▶ [Task prompt]: Reproduce without alteration the part of the items below that opens with the line containing "Subject = sponsor logo on shorts" and continues through the end of the items.

----

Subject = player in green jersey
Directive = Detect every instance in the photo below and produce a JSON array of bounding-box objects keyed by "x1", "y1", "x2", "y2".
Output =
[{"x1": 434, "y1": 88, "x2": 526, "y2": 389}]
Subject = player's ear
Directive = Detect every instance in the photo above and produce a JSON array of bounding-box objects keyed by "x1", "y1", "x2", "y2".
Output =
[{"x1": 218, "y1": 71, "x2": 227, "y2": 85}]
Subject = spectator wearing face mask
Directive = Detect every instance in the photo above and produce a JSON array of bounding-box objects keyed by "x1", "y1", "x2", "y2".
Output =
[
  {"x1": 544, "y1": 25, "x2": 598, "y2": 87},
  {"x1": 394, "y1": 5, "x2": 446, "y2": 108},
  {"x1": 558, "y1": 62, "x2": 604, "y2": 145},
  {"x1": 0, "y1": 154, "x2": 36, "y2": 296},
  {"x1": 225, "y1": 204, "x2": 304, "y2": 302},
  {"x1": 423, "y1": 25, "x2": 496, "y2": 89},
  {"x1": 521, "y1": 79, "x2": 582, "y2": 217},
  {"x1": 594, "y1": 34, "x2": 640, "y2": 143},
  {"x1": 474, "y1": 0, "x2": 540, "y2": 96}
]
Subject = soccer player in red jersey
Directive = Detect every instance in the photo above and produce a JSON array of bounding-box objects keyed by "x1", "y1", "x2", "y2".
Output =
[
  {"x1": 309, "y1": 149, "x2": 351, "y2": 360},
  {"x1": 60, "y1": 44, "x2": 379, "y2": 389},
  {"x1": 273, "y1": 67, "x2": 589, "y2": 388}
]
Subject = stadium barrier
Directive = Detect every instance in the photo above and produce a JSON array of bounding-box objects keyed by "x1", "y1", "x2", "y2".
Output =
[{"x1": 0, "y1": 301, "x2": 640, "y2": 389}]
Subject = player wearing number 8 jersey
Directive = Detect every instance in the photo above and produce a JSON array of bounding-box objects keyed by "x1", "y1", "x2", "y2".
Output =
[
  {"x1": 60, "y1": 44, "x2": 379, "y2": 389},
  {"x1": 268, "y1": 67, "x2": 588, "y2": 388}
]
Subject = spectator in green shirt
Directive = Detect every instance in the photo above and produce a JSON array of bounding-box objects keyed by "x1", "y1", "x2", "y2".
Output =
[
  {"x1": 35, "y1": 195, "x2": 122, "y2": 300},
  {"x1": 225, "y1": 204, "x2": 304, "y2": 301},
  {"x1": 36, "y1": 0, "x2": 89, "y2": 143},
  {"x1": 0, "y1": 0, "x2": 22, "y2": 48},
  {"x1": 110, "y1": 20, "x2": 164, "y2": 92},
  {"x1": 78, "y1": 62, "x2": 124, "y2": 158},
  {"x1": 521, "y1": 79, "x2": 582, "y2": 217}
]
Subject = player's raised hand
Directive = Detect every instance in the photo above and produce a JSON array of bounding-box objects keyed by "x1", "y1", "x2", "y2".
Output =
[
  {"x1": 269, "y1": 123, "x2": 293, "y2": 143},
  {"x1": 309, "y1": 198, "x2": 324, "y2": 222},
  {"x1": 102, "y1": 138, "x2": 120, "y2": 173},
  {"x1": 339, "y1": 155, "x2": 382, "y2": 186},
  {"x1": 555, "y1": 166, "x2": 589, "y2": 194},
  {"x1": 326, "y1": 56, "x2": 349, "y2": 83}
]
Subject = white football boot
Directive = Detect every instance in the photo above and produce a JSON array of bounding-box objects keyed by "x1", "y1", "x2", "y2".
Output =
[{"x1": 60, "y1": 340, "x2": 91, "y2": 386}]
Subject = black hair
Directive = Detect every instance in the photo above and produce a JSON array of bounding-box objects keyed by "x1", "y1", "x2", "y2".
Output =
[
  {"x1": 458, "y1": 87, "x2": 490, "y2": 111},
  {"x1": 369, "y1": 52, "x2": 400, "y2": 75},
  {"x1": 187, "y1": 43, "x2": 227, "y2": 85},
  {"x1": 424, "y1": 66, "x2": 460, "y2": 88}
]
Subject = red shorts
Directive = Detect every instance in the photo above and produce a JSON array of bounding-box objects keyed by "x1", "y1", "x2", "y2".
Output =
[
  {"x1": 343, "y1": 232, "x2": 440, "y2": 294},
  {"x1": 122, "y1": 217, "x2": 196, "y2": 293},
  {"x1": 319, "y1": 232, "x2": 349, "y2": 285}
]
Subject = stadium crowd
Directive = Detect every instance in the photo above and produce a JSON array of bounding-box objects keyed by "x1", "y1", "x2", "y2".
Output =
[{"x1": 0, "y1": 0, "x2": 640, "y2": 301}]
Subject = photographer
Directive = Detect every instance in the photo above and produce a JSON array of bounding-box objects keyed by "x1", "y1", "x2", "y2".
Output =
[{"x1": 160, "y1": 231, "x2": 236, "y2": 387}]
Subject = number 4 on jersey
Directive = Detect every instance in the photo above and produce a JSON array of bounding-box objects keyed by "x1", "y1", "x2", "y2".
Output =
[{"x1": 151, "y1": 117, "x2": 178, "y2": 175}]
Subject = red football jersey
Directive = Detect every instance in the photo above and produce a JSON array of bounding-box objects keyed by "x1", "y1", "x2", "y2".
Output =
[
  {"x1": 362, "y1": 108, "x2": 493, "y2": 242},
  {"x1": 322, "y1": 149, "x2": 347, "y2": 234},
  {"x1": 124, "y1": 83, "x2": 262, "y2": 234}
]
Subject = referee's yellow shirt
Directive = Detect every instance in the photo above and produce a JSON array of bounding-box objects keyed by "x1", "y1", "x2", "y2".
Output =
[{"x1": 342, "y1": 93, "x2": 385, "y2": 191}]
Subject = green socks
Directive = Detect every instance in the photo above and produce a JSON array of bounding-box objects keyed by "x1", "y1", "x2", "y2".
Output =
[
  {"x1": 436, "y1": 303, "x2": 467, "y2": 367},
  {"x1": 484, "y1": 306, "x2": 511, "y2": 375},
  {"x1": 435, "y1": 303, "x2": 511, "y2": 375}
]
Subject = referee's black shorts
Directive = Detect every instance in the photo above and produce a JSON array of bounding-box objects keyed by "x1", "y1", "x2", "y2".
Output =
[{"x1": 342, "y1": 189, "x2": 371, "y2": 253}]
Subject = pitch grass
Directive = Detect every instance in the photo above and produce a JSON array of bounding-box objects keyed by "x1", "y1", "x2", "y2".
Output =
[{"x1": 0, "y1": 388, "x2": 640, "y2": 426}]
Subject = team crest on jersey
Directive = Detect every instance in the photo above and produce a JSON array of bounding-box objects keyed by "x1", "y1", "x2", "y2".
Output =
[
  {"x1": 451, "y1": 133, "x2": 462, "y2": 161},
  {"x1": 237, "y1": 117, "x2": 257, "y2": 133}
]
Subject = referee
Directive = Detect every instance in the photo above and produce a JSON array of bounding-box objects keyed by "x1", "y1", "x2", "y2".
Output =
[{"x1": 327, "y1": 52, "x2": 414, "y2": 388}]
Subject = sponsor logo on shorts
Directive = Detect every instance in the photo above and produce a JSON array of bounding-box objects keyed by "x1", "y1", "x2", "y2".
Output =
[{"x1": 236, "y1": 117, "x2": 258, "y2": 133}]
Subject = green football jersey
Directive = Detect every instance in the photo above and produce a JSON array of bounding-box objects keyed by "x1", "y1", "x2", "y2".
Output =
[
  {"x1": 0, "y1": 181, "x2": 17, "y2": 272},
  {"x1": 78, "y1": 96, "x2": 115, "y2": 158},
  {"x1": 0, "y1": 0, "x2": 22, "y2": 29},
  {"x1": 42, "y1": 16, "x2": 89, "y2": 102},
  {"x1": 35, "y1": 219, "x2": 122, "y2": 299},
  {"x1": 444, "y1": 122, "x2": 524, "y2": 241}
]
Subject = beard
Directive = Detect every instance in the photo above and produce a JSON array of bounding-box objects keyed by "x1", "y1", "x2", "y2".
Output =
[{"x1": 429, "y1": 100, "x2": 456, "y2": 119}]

----

▶ [Written answer]:
Subject = sponsor logo on shorts
Directive = Detect every instance in the photo above and produce a JSON array of bounding-box objects keyed by "x1", "y1", "x2", "y2".
Output =
[{"x1": 236, "y1": 117, "x2": 258, "y2": 133}]
Subject = green football jersey
Directive = Detect every instance in the photo above and produce a JSON array of bounding-box objects keyed by "x1", "y1", "x2", "y2".
Output =
[
  {"x1": 0, "y1": 181, "x2": 17, "y2": 272},
  {"x1": 78, "y1": 96, "x2": 115, "y2": 158},
  {"x1": 0, "y1": 0, "x2": 22, "y2": 29},
  {"x1": 42, "y1": 16, "x2": 89, "y2": 102},
  {"x1": 35, "y1": 219, "x2": 122, "y2": 299},
  {"x1": 444, "y1": 122, "x2": 524, "y2": 241}
]
Subject = beard
Directive = Detect every instance in the photo above and produce a JSON array of bounding-box objects keyed by "x1", "y1", "x2", "y2".
Output =
[{"x1": 429, "y1": 100, "x2": 456, "y2": 119}]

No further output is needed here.